### [WORK TO DO]
Please reproduce the material below word for word, keeping every line and character unchanged.
--- Begin ---
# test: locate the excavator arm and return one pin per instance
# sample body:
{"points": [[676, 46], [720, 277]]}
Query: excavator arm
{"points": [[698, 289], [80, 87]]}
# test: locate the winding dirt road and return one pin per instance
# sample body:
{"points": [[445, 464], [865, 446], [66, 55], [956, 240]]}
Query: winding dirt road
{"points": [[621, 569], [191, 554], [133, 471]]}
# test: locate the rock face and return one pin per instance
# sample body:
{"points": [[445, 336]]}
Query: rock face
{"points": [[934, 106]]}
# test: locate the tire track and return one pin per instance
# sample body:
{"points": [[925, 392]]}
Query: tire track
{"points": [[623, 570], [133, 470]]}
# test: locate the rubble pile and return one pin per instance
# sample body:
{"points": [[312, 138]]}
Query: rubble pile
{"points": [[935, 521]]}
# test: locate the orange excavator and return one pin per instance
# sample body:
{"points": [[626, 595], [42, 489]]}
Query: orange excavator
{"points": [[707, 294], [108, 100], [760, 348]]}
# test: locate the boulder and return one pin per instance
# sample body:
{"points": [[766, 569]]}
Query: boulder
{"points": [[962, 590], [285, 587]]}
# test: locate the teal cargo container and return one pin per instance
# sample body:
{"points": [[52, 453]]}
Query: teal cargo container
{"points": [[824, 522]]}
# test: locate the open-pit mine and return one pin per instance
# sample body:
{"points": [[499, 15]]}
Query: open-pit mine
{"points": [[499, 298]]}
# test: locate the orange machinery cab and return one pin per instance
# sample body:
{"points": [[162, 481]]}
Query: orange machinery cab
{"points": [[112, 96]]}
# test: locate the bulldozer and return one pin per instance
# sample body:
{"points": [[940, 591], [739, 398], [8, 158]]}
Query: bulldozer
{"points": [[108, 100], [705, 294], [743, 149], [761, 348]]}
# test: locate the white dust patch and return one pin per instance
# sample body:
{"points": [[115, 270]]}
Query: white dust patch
--- End ---
### [RESULT OF THIS EXERCISE]
# test: locate the excavator arm and return one pin per instance
# sample body:
{"points": [[676, 46], [720, 277]]}
Query: excavator arm
{"points": [[698, 289], [80, 87]]}
# test: locate the winding dirt road and return one pin per instance
# sample body:
{"points": [[445, 464], [865, 446], [66, 55], [956, 240]]}
Query: winding dirt road
{"points": [[621, 569], [191, 554], [133, 471]]}
# test: locate the rock face and return one pin per instance
# sample body:
{"points": [[445, 336]]}
Query: rock face
{"points": [[934, 106]]}
# test: locate the tire track and return one pin per instance
# sample body:
{"points": [[925, 392]]}
Query: tire track
{"points": [[623, 570], [133, 470]]}
# test: locate the rubble pile and return one pin per instance
# sample body:
{"points": [[312, 138]]}
Query: rubble pile
{"points": [[935, 521]]}
# test: locate the orange excavator and return one pin per instance
# sample body:
{"points": [[626, 595], [42, 489]]}
Query: orange excavator
{"points": [[707, 294], [108, 100], [760, 348]]}
# test: locate the boulder and return one pin per instance
# sample body:
{"points": [[766, 569]]}
Query: boulder
{"points": [[962, 590], [285, 587]]}
# test: locate the teal cargo container and return one pin per instance
# sample body:
{"points": [[52, 453]]}
Query: teal cargo container
{"points": [[824, 522]]}
# test: locate the open-pit mine and return one pin per instance
# sample body:
{"points": [[499, 15]]}
Query: open-pit mine
{"points": [[499, 298]]}
# test: locate the orange machinery cab and return one pin per instance
# sample body:
{"points": [[162, 481]]}
Query: orange machinery cab
{"points": [[112, 96]]}
# test: locate the bulldozer and return one pin per instance
# sample body:
{"points": [[940, 591], [739, 398], [8, 158]]}
Query: bulldozer
{"points": [[108, 100], [705, 294], [743, 149], [761, 348]]}
# test: locate the white dust patch and return one pin per instance
# sample body:
{"points": [[115, 270]]}
Query: white dust patch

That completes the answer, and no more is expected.